**Aufgabe und Anforderungen**
Überführe die Zeilen von der Zeile mit „Where can you see the rock surface“ bis zum Ende einschließlich in eine CSV-Tabelle mit den Spalten „Eingabe“ und „Ausgabe“. Lege für jeden Text samt zugehöriger Antwort einen Datensatz an, setze jedes Feld in Anführungszeichen und ersetze Zeilenumbrüche durch Leerzeichen.

**Bereitgestelltes Material**
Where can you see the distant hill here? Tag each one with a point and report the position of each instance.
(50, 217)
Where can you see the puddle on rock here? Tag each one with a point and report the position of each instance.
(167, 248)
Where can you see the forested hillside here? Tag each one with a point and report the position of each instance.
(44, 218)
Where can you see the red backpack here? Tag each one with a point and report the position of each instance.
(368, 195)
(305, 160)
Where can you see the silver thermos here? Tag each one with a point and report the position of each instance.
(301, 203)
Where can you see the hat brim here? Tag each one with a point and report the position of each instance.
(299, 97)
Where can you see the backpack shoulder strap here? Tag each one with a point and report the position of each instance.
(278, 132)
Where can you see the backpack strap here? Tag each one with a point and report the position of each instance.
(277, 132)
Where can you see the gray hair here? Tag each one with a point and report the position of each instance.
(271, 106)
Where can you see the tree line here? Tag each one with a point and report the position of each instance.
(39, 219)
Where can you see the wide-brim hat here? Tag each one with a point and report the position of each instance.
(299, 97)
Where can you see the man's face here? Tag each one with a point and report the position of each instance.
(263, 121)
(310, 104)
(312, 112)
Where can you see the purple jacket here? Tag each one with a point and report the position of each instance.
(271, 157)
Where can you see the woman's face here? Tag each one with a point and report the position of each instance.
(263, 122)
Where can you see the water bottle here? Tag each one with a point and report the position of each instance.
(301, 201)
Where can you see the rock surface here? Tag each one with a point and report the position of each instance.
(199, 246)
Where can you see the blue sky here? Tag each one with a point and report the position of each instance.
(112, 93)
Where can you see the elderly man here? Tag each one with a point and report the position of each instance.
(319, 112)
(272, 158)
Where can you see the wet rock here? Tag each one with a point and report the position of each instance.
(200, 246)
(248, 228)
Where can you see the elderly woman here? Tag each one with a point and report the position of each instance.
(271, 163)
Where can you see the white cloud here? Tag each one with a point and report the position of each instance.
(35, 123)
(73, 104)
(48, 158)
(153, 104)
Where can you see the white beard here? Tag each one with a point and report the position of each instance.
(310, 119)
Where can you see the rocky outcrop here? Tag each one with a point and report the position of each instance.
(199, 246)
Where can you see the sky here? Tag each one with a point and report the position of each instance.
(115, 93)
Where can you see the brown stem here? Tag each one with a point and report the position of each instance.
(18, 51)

**Schriftliche Antwort**
Eingabe,Ausgabe
"Where can you see the rock surface here? Tag each one with a point and report the position of each instance.","(199, 246)"
"Where can you see the blue sky here? Tag each one with a point and report the position of each instance.","(112, 93)"
"Where can you see the elderly man here? Tag each one with a point and report the position of each instance.","(319, 112) (272, 158)"
"Where can you see the wet rock here? Tag each one with a point and report the position of each instance.","(200, 246) (248, 228)"
"Where can you see the elderly woman here? Tag each one with a point and report the position of each instance.","(271, 163)"
"Where can you see the white cloud here? Tag each one with a point and report the position of each instance.","(35, 123) (73, 104) (48, 158) (153, 104)"
"Where can you see the white beard here? Tag each one with a point and report the position of each instance.","(310, 119)"
"Where can you see the rocky outcrop here? Tag each one with a point and report the position of each instance.","(199, 246)"
"Where can you see the sky here? Tag each one with a point and report the position of each instance.","(115, 93)"
"Where can you see the brown stem here? Tag each one with a point and report the position of each instance.","(18, 51)"